◆ RECORDS TO USE
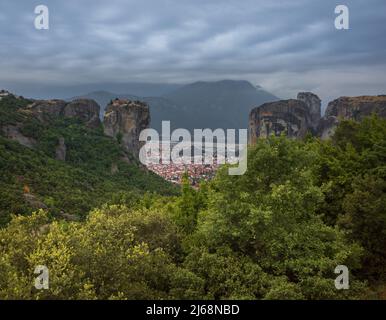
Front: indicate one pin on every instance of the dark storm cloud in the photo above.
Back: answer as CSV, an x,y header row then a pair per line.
x,y
284,46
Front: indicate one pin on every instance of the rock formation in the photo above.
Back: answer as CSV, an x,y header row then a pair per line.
x,y
61,150
84,109
290,116
13,132
314,106
350,108
124,120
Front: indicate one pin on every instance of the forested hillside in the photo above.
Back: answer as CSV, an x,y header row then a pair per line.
x,y
96,169
277,232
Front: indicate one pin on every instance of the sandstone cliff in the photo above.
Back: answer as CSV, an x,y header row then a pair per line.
x,y
290,116
124,120
350,108
84,109
314,108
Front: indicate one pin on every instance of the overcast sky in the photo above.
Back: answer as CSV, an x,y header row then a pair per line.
x,y
284,46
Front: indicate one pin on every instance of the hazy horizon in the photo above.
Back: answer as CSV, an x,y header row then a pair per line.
x,y
285,47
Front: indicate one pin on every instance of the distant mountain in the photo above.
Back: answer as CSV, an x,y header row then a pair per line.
x,y
55,91
221,104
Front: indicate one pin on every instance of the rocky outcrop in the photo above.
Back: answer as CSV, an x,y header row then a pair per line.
x,y
13,132
314,107
350,108
61,150
289,116
124,120
83,109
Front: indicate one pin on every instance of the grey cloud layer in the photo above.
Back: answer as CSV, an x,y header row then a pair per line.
x,y
283,45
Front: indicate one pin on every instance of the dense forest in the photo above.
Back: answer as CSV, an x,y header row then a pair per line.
x,y
276,232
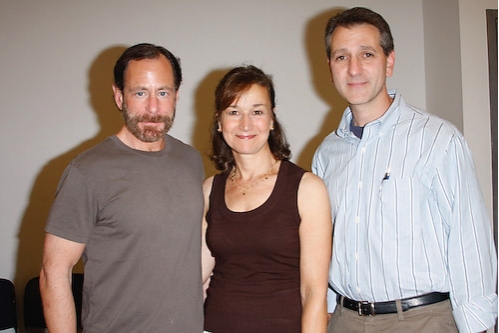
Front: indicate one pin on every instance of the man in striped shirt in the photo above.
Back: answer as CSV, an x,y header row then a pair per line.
x,y
413,249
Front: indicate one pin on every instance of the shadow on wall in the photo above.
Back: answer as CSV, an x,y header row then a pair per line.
x,y
31,232
321,81
204,110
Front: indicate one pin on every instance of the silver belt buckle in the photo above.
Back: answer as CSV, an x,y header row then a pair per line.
x,y
359,308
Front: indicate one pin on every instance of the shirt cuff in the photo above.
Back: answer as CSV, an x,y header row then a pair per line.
x,y
477,315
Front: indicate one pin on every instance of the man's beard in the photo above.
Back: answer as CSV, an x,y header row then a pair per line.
x,y
147,133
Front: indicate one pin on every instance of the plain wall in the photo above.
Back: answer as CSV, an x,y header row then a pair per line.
x,y
56,60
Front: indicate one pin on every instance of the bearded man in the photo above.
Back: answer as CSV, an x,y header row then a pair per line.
x,y
132,207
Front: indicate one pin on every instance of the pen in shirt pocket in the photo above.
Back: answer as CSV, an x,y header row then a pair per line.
x,y
387,175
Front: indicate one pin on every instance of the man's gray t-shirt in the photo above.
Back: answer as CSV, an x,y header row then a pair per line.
x,y
139,214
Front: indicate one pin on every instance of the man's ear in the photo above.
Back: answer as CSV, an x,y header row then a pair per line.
x,y
330,73
118,97
390,63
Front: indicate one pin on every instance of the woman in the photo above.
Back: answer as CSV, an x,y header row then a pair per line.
x,y
267,227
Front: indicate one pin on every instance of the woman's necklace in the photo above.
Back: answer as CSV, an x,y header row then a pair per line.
x,y
245,188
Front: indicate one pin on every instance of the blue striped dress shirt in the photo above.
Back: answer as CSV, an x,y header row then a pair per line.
x,y
408,214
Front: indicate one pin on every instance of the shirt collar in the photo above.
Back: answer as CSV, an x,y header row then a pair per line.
x,y
375,127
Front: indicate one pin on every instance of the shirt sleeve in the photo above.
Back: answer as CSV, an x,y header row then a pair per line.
x,y
472,262
75,208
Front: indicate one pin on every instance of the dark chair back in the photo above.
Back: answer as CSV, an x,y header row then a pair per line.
x,y
33,307
8,312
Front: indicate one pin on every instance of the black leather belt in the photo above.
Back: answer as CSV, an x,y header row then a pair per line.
x,y
364,308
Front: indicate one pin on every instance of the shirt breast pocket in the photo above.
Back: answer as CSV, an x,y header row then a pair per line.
x,y
401,210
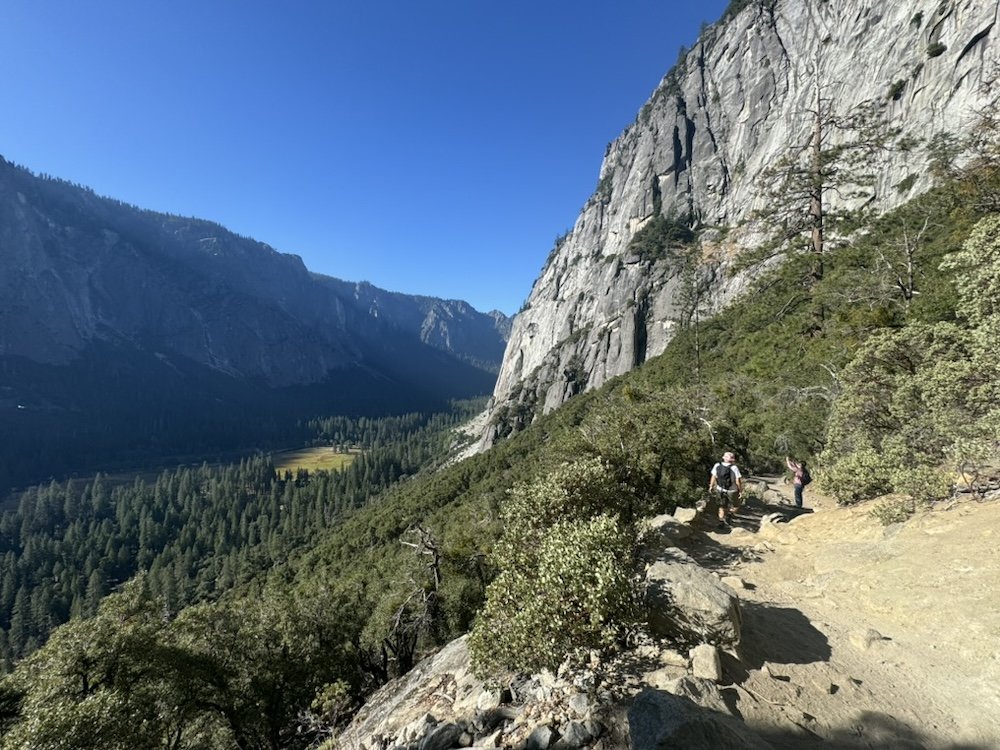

◆ YOUR TASK
Could you give every line again, requests included, in the stretch from the line containing "Front: indicate one pin on every instance of the man's ear" through the end of the data, with each x,y pin coordinate in the answers multiplied by 1.1 and rounded to a whole number (halves round up), and with the pictures left out?

◆ SOLUTION
Front: indicate one pin on every instance of the man's ear in the photo above.
Back: answer as CSV, an x,y header row then a pair per line.
x,y
363,80
130,107
429,69
Front: indicate one pin on every instance of the woman in the photo above.
Back: answer as CSV, an x,y header row then a pair per line.
x,y
294,250
Front: indicate one pin on every instance of the woman's necklace in the photo above.
Back: answer as CSV, an x,y header row then a pair per line.
x,y
270,207
Front: indicate one pin on every instance of the blue striped dress shirt in the photo above.
Back: answer as CSV, an x,y header row then a pair per line.
x,y
449,235
Front: indicate one pin on every instance of the shirt collar in the photo above.
Back: answer as CSV, an x,y header row then a pair per line.
x,y
413,140
Front: indicate one pin on every instance of the shirt sleeve in the photo above.
Back: answer as CSV, an x,y header row then a pair per line.
x,y
519,288
83,229
Front: indicate one pin on every instance of the dark chair back in the photo above.
Back: answer as CSV, an x,y header row then a pair per line.
x,y
36,338
9,343
Front: indicate one pin on every instance of the black leather belt in the photo above.
Back: answer as CSV, an x,y header row then a pair per line.
x,y
400,339
Front: indicate one pin on every instance of the shirt breast pocket in the photo above.
Back: answer as CSV, an x,y header row then a pair per line.
x,y
441,231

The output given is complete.